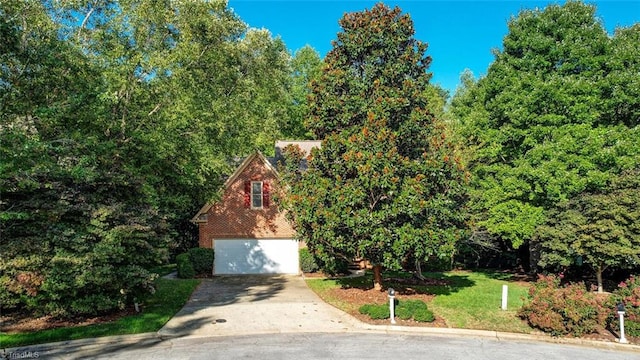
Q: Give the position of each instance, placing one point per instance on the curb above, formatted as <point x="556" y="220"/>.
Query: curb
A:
<point x="500" y="336"/>
<point x="92" y="347"/>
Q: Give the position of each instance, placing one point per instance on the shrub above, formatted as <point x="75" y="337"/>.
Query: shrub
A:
<point x="628" y="293"/>
<point x="403" y="313"/>
<point x="307" y="262"/>
<point x="201" y="260"/>
<point x="563" y="310"/>
<point x="423" y="315"/>
<point x="376" y="311"/>
<point x="185" y="267"/>
<point x="404" y="310"/>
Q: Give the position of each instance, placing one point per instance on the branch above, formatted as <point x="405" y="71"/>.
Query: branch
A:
<point x="86" y="18"/>
<point x="155" y="109"/>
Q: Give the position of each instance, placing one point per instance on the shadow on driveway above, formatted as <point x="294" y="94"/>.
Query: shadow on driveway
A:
<point x="254" y="304"/>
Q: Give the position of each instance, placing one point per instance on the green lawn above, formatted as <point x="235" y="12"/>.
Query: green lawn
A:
<point x="470" y="300"/>
<point x="168" y="299"/>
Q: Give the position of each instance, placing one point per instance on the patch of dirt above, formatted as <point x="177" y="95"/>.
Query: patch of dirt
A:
<point x="21" y="323"/>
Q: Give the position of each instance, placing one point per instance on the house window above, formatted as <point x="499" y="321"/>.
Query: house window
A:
<point x="256" y="194"/>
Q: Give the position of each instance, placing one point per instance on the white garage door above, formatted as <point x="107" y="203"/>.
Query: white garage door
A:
<point x="256" y="256"/>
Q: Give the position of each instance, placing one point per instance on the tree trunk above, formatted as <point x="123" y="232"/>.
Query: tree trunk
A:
<point x="418" y="273"/>
<point x="377" y="277"/>
<point x="599" y="279"/>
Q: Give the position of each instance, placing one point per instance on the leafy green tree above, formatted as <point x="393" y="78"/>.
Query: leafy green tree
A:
<point x="118" y="118"/>
<point x="386" y="186"/>
<point x="600" y="229"/>
<point x="306" y="66"/>
<point x="544" y="125"/>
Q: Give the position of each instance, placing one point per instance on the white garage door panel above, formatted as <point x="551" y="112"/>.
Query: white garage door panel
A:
<point x="256" y="256"/>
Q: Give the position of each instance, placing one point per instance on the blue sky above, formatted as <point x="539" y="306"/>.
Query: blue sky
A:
<point x="460" y="33"/>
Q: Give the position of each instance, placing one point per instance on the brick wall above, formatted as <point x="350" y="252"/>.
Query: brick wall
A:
<point x="230" y="219"/>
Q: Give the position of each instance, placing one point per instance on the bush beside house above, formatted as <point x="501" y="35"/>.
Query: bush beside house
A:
<point x="564" y="310"/>
<point x="628" y="293"/>
<point x="196" y="261"/>
<point x="307" y="262"/>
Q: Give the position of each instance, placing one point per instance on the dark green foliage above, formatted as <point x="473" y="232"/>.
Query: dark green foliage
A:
<point x="185" y="266"/>
<point x="550" y="129"/>
<point x="201" y="260"/>
<point x="387" y="182"/>
<point x="112" y="133"/>
<point x="628" y="293"/>
<point x="375" y="311"/>
<point x="405" y="310"/>
<point x="601" y="228"/>
<point x="562" y="310"/>
<point x="307" y="262"/>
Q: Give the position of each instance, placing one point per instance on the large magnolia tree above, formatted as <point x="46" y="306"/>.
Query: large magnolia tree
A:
<point x="386" y="186"/>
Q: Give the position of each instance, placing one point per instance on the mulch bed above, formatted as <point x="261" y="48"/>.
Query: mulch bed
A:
<point x="21" y="323"/>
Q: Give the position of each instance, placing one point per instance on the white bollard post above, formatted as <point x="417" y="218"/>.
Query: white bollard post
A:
<point x="505" y="292"/>
<point x="623" y="340"/>
<point x="392" y="294"/>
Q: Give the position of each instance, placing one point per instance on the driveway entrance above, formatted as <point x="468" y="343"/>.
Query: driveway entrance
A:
<point x="255" y="304"/>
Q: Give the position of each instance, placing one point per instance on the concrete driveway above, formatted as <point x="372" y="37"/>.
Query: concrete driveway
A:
<point x="256" y="304"/>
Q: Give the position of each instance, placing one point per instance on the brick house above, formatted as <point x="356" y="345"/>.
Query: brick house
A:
<point x="247" y="230"/>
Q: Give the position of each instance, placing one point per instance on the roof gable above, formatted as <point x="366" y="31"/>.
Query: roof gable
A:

__WHAT YOU HAVE TO DO__: Return, word for word, each line from the line that contains "the brick wall" to the end of the listing above; include both end lines and nothing else.

__SOLUTION BELOW__:
Q: Give the position of each instance, placing one point per instance on the brick wall above, formatted as <point x="350" y="252"/>.
Query: brick wall
A:
<point x="230" y="219"/>
Q: Give the position of each instance, placing one point per instance on the bush beside house above, formatted as <point x="501" y="35"/>.
Query: bush beside house
A:
<point x="564" y="310"/>
<point x="628" y="293"/>
<point x="196" y="261"/>
<point x="307" y="262"/>
Q: Give the position of each instance, placing one point per instance on the dark green foliage above, formatted as <point x="473" y="232"/>.
Query: dark green foliage
A:
<point x="185" y="266"/>
<point x="550" y="129"/>
<point x="201" y="260"/>
<point x="387" y="182"/>
<point x="112" y="133"/>
<point x="628" y="293"/>
<point x="375" y="311"/>
<point x="405" y="310"/>
<point x="601" y="228"/>
<point x="562" y="310"/>
<point x="307" y="262"/>
Q: Give the position of each instance, placing one point per instance on the large magnolia tree above, formatted as <point x="46" y="306"/>.
Query: large magnolia tree
A:
<point x="386" y="186"/>
Q: Give the position of each instance, placing one point per instance on the mulch bed above, formatted as <point x="261" y="48"/>.
Query: mulch bed
A:
<point x="21" y="323"/>
Q: Give the position of each instance, placing one point per instance on the white bollard post above, formatted as <point x="417" y="218"/>.
Query: white bollard post
A:
<point x="505" y="292"/>
<point x="623" y="340"/>
<point x="392" y="294"/>
Q: Give the position of each instance, placing one point per instance on the driveway entrance above, formatted as <point x="468" y="343"/>.
Query: driveway entrance
A:
<point x="255" y="304"/>
Q: Give the position of each instance, placing one point per instance on the concrete driveway above, formatted as <point x="372" y="37"/>.
Query: concrete driveway
A:
<point x="256" y="304"/>
Q: Give the position of each instance, placing one point per instance on the brick house above, formatted as <point x="356" y="345"/>.
Query: brick house
A:
<point x="247" y="230"/>
Q: Give the position of each instance, placing one point per instance on the roof gable above, formatted as <point x="366" y="31"/>.
Query: roof gable
A:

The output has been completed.